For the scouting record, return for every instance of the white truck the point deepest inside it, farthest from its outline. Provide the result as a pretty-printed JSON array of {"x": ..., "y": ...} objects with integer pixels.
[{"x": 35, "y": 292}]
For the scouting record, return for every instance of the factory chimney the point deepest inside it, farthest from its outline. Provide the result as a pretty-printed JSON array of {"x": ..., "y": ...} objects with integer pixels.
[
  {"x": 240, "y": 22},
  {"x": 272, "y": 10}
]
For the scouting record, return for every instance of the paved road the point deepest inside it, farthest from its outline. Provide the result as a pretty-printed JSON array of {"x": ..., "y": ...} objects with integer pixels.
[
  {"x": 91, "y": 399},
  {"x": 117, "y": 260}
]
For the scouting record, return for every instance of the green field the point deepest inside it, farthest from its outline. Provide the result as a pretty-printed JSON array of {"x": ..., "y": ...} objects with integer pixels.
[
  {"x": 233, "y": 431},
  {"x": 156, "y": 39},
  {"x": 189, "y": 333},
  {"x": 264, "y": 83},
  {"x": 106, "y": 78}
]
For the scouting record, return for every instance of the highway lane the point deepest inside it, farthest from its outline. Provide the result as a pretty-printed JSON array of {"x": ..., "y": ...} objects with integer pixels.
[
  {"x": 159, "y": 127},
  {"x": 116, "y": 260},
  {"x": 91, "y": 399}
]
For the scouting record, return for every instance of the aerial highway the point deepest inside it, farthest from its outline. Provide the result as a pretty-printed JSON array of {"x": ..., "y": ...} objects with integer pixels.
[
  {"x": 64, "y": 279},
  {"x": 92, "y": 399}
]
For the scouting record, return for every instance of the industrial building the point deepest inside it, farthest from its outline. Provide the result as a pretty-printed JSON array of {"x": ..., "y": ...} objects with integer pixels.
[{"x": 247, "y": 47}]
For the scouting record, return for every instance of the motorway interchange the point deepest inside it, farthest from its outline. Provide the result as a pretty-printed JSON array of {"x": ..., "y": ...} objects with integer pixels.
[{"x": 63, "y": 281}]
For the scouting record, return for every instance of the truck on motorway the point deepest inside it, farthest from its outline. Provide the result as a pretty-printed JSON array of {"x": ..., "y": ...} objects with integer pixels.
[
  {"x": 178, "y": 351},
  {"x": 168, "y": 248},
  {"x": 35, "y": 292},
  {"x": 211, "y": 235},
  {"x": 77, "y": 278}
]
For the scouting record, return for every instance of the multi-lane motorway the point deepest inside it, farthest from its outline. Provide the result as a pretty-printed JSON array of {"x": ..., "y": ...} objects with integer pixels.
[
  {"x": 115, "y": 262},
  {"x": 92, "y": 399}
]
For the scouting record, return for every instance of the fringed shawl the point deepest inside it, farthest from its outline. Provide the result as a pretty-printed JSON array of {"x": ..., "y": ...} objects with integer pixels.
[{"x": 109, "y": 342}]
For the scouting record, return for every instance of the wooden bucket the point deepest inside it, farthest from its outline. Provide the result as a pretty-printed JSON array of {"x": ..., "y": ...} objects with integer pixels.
|---|
*What the task requires*
The full listing is to be written out again, exactly as shown.

*Response*
For the scouting record, return for every instance of the white truck the point deepest inside it, farthest from its outline. Provide the result as a pretty-printed JSON array of {"x": ..., "y": ...} objects with integer pixels.
[{"x": 35, "y": 292}]
For the scouting record, return for every instance of the factory chimney the point deepest inside it, farthest from its outline. Provide the result as a pretty-printed JSON array of {"x": ..., "y": ...} objects with integer pixels.
[
  {"x": 240, "y": 22},
  {"x": 272, "y": 10}
]
For the scouting record, return for every instance of the paved road the point deepest inside it, farthest from its outline. Provide the result as a pretty-printed JSON array of {"x": ..., "y": ...} objects with integer pixels.
[
  {"x": 91, "y": 399},
  {"x": 117, "y": 260}
]
For the scouting record, return for every instance of the green field the point deepest inside it, farthest from its outline. Provide the result as a pretty-printed JSON array of {"x": ..., "y": ...} objects with integer pixels.
[
  {"x": 233, "y": 431},
  {"x": 156, "y": 39},
  {"x": 189, "y": 333},
  {"x": 264, "y": 83},
  {"x": 106, "y": 78}
]
For the scouting record, return for every instance of the highway lane the point deepest inside it, farthest from its outline. Provide the result as a pretty-printed JSON array of {"x": ..., "y": ...} objects with integer pixels.
[
  {"x": 159, "y": 127},
  {"x": 116, "y": 260},
  {"x": 91, "y": 399}
]
For the scouting record, return for every instance of the aerial highway the point deepest inside it, farthest from its outline. Provide the result as a pretty-printed JSON array of {"x": ..., "y": ...} objects with integer pixels.
[
  {"x": 64, "y": 279},
  {"x": 92, "y": 399}
]
For the scouting record, return for every instance of the industrial building the point deepest inside it, farthest from its outline. Provide the result as a pretty-printed JSON array of {"x": ..., "y": ...} objects with integer pixels.
[{"x": 247, "y": 47}]
For the scouting record, return for every instance of the motorway interchange the point deepest inside it, farthest from its outline. Provide the result as a pretty-printed JSON array of {"x": ..., "y": ...} objects with integer pixels.
[{"x": 63, "y": 281}]
For the scouting record, return for every instance of the truck on motorway the point deepest inside it, farthest from its outline. Provide the result as a pretty-printed JSON array of {"x": ..., "y": ...} objects with integer pixels.
[
  {"x": 178, "y": 351},
  {"x": 168, "y": 248},
  {"x": 35, "y": 292},
  {"x": 211, "y": 235},
  {"x": 77, "y": 278}
]
For the scouting record, return for every instance of the multi-lane motorway the point deepest inside it, farthest from its outline. Provide the result as a pretty-printed JSON array of {"x": ..., "y": ...} objects with integer pixels.
[
  {"x": 115, "y": 262},
  {"x": 92, "y": 399}
]
For the scouting record, return for every instance of the fringed shawl the point deepest inside it, farthest from its outline. Provide the result as a pretty-printed JSON array of {"x": ..., "y": ...} objects with integer pixels.
[{"x": 109, "y": 342}]
For the scouting record, return for every instance of the wooden bucket the point deepest inside it, farthest from its outline. Provide the result as a pretty-printed JSON array of {"x": ..., "y": ...} objects with integer pixels.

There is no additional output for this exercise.